▶ WHAT THIS EXERCISE ASKS:
1. Decide whether each statement below agrees with the article on child protection laws. Answer yes or no for each, quoting the words of the article that decide it.
(a) A person found guilty of withholding information about serious offences against children could face a minimum jail term of five years.
(b) The measures are contained in a single piece of proposed legislation.
(c) The draft legislation gives no defence to people who fail to disclose information.
2. Set down word for word the part of the article on child protection laws from "Monday, April 30, 2012" up to and including "child protection laws.".

▶ EXTRACT:
>> START

Monday, April 30, 2012

Families face jail for failing to report sex abuse

FAMILY MEMBERS could face prosecution if they fail to report evidence of sexual abuse or other serious offences against children to the Garda under proposed new laws.

In addition, any sports club, faith-based organisation or voluntary group with access to children could be shut down if they fail to implement guidelines for the reporting of suspected child abuse or neglect.

The measures are contained in two pieces of proposed legislation published by the Government aimed at significantly strengthening our child protection laws. 

They were widely welcomed by children’s groups last night who described them as a turning point in the history of child protection and ushering in a new era of responsibility for protecting young people at risk of harm.

Under a Bill published by Minister for Justice Alan Shatter, any person found guilty of withholding information relating to sexual or serious offences against children could face a minimum jail term of five years.

The draft legislation includes a defence for those who fail to disclose information at the express request of the victim.

>> END

▶ RECORD SET:
>> START

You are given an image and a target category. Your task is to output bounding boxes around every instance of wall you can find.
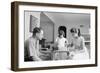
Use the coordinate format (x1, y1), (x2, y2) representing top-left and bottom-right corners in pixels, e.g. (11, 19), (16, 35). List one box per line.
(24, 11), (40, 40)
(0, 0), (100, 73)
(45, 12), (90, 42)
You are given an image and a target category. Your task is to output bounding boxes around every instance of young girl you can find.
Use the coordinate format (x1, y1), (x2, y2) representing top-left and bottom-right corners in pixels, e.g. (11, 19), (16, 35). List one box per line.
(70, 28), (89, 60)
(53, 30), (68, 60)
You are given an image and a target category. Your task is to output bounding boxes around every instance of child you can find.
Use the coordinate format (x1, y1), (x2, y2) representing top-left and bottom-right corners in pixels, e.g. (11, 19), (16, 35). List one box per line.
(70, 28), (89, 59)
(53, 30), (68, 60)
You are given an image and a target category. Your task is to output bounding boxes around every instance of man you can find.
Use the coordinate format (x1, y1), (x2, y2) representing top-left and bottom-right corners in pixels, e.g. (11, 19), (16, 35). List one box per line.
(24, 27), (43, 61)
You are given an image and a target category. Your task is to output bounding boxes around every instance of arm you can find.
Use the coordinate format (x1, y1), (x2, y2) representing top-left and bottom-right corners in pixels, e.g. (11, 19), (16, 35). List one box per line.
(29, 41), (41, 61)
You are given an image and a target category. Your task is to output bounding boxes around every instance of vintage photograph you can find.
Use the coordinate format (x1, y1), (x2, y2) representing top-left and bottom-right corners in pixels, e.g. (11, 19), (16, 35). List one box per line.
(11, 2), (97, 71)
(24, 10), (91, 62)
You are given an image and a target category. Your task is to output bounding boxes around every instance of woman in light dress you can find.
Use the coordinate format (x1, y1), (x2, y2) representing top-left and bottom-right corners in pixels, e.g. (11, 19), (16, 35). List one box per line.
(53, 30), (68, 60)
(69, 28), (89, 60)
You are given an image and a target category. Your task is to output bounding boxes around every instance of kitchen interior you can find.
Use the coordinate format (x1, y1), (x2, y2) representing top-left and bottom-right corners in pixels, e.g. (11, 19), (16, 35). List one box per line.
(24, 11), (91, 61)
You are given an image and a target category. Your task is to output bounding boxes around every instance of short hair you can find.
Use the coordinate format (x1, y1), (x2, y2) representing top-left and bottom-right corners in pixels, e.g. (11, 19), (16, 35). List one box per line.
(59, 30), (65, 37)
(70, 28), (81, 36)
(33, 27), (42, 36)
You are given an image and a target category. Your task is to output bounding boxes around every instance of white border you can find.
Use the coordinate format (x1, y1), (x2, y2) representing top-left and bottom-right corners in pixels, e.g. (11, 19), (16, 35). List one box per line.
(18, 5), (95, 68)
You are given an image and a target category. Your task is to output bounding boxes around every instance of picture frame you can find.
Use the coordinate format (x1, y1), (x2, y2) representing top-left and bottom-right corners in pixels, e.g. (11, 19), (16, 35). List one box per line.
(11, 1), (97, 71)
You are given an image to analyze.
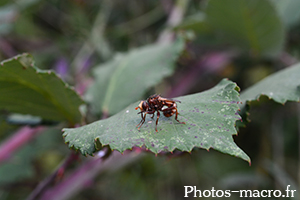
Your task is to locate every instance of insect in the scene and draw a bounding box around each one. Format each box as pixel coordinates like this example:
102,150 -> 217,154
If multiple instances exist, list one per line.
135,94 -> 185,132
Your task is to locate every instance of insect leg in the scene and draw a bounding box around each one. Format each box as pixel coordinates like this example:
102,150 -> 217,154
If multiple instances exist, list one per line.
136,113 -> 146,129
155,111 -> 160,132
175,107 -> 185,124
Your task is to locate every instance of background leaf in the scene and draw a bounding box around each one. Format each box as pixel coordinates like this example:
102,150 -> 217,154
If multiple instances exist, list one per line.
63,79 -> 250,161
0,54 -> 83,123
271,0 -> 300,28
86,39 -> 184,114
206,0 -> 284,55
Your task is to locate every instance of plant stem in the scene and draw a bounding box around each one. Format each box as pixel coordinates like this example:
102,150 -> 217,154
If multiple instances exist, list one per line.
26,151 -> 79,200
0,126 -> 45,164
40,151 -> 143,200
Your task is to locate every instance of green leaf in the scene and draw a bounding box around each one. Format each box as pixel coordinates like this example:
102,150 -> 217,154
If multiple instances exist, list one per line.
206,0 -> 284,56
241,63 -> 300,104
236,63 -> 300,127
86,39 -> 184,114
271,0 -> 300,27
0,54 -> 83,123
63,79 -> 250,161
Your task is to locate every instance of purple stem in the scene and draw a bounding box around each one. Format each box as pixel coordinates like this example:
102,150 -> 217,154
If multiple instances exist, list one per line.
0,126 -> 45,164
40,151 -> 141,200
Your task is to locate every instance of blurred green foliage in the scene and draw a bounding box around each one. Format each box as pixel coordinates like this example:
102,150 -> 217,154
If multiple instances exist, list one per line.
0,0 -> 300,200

>> END
>> START

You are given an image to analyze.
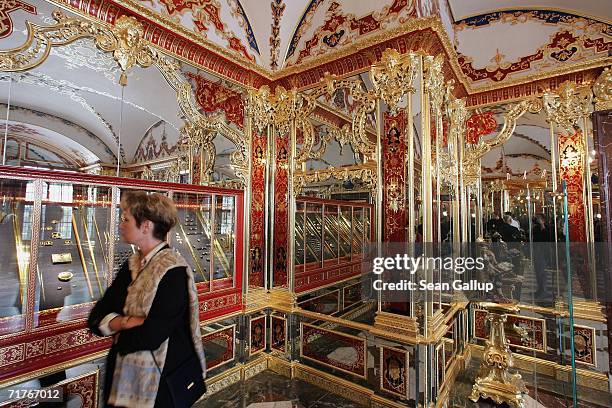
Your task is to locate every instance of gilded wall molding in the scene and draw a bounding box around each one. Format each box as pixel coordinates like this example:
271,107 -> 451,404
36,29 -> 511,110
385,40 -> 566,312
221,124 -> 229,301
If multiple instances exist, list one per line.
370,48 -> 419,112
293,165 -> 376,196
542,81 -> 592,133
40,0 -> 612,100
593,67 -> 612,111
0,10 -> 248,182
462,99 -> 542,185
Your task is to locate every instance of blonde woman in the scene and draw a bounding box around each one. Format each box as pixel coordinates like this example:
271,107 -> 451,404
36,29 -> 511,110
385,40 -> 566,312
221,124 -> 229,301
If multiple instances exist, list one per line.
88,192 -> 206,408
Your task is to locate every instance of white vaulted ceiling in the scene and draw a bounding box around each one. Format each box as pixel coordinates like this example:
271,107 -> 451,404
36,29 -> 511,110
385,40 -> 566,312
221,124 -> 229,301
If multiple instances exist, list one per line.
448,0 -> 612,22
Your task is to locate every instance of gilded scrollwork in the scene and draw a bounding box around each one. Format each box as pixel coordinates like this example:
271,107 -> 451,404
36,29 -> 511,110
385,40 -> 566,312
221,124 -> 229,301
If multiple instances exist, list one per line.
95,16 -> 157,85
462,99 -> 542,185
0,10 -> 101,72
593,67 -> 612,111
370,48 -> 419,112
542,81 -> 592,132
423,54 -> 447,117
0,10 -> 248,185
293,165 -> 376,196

>> END

▶ ANSWERS TO EACH TASK:
1.
(a) Yes: "any person found guilty of withholding information relating to sexual or serious offences against children could face a minimum jail term of five years."
(b) No: "The measures are contained in two pieces of proposed legislation published by the Government"
(c) No: "The draft legislation includes a defence for those who fail to disclose information at the express request of the victim."

2.
Monday, April 30, 2012

Families face jail for failing to report sex abuse

FAMILY MEMBERS could face prosecution if they fail to report evidence of sexual abuse or other serious offences against children to the Garda under proposed new laws.

In addition, any sports club, faith-based organisation or voluntary group with access to children could be shut down if they fail to implement guidelines for the reporting of suspected child abuse or neglect.

The measures are contained in two pieces of proposed legislation published by the Government aimed at significantly strengthening our child protection laws.